**WHAT TO DO:** Only one stretch of the data below should be repeated: the lines from the line containing "Target: red winter jacket" through the line containing "of the dark", inclusive, exactly as they are.

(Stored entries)
────────────────

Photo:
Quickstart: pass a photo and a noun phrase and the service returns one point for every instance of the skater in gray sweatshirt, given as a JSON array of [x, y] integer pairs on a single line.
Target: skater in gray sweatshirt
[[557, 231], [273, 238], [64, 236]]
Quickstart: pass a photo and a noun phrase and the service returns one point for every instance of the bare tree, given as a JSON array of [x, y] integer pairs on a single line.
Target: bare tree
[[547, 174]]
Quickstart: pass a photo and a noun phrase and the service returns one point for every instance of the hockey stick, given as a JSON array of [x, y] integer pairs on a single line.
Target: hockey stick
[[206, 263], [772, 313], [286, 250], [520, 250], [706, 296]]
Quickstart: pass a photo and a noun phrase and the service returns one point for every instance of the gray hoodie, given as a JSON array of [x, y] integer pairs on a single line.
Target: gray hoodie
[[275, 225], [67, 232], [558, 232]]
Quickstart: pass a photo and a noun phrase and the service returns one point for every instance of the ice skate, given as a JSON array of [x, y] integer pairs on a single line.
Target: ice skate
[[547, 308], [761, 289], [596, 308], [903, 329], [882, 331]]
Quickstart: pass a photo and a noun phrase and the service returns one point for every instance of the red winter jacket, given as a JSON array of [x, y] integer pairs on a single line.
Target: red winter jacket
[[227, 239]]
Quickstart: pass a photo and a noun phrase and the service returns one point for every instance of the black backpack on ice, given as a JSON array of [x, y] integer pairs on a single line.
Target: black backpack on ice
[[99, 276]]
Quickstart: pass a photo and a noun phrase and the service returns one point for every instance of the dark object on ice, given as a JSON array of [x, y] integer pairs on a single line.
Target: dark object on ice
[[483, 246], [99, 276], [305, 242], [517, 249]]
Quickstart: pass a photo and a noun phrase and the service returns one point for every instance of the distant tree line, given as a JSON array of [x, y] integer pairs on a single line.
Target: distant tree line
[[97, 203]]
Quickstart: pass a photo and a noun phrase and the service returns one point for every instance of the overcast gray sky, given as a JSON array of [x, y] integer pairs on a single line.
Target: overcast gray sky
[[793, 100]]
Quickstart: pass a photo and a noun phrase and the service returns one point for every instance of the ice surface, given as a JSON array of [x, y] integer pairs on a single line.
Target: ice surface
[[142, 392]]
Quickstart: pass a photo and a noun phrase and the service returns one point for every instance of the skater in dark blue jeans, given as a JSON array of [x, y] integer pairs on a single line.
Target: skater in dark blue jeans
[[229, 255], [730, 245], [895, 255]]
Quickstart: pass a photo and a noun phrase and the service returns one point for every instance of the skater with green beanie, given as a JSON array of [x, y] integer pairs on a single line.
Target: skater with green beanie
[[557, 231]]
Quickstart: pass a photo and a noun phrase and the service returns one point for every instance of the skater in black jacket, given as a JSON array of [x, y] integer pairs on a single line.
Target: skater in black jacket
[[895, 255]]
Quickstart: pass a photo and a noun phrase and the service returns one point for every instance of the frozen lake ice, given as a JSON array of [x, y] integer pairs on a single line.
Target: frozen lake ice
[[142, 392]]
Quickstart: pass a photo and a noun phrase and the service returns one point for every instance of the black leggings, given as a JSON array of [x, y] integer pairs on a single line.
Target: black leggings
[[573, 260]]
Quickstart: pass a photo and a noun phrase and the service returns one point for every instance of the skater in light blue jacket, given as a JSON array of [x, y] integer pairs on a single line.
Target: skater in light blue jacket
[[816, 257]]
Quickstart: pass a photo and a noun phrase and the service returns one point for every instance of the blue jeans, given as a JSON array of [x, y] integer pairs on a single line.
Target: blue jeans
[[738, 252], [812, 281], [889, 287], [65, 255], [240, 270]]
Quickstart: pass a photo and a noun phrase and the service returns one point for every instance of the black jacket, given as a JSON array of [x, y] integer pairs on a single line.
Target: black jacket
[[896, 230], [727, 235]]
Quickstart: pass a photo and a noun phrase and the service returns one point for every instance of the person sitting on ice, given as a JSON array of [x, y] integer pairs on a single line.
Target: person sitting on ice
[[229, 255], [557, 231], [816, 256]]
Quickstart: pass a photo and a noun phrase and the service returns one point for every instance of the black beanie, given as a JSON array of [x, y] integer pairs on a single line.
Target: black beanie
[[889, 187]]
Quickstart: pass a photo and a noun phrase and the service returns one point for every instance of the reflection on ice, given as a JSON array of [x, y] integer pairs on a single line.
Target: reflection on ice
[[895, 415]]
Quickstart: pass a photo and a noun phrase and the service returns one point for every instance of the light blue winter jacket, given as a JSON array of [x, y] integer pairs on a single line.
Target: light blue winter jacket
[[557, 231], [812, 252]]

────────────────

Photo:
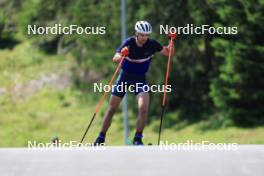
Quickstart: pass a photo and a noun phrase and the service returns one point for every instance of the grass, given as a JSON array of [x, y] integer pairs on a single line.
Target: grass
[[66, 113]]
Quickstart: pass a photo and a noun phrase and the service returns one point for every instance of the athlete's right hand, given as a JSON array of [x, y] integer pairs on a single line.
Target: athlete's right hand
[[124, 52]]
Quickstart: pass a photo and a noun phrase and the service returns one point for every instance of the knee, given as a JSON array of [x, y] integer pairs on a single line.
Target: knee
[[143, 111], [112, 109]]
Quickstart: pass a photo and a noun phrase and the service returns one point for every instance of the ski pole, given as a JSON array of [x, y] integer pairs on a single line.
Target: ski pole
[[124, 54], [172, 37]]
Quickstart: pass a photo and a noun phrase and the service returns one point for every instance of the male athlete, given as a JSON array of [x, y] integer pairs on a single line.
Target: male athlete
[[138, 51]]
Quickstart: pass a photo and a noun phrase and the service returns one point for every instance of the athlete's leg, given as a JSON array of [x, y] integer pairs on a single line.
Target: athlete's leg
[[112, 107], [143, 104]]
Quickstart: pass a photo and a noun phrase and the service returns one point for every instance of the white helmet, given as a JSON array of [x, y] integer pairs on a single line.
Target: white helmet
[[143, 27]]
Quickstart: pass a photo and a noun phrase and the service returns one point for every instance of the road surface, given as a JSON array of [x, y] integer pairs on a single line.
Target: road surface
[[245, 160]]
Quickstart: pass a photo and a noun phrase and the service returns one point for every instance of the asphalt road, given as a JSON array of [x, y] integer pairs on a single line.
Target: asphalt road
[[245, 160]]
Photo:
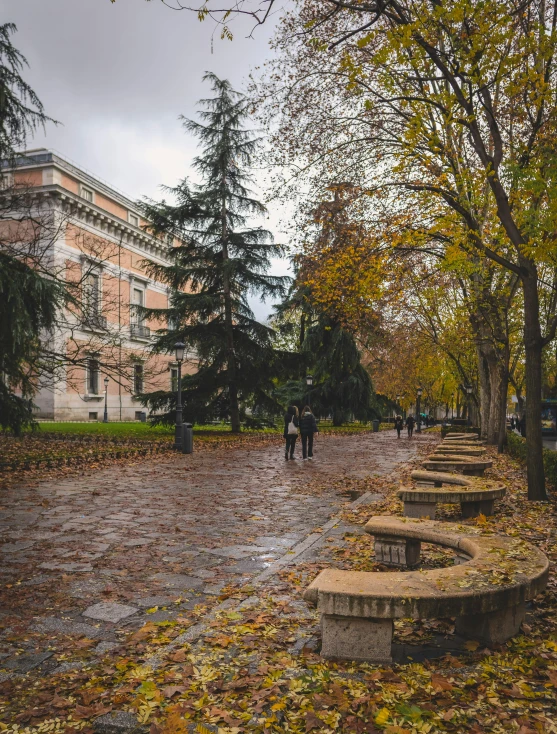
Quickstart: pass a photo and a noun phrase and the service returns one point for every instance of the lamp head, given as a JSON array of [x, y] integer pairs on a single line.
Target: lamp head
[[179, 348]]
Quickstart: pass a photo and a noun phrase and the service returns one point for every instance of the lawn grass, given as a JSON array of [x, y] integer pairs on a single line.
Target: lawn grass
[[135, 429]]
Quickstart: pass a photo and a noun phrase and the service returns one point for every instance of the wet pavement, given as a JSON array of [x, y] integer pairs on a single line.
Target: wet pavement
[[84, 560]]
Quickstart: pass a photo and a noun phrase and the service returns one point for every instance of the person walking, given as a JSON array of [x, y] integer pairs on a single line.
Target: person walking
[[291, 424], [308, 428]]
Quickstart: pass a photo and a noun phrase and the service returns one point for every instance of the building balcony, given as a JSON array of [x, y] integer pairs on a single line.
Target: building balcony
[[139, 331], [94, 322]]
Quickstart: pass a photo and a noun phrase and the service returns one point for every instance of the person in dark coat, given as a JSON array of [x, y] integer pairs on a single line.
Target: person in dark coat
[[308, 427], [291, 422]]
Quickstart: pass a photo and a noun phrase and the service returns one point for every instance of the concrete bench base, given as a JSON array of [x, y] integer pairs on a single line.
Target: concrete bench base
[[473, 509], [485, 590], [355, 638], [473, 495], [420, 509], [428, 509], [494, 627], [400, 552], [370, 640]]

────────────────

**REPLY TO THE TASK:**
Target: red winter jacket
[[227, 239]]
Quickstart: pass a photo and a noun phrase and the service returns one point for every instance of the black backpack on ice, given as a JSON array of [x, y] integer pairs on a single line.
Target: black backpack on ice
[[99, 276]]
Quickstart: pass a photo and a noun phrase and the service returns one point for every instance of the dark object on ice, given as a JSON array of [x, y] integer pairs on a single line.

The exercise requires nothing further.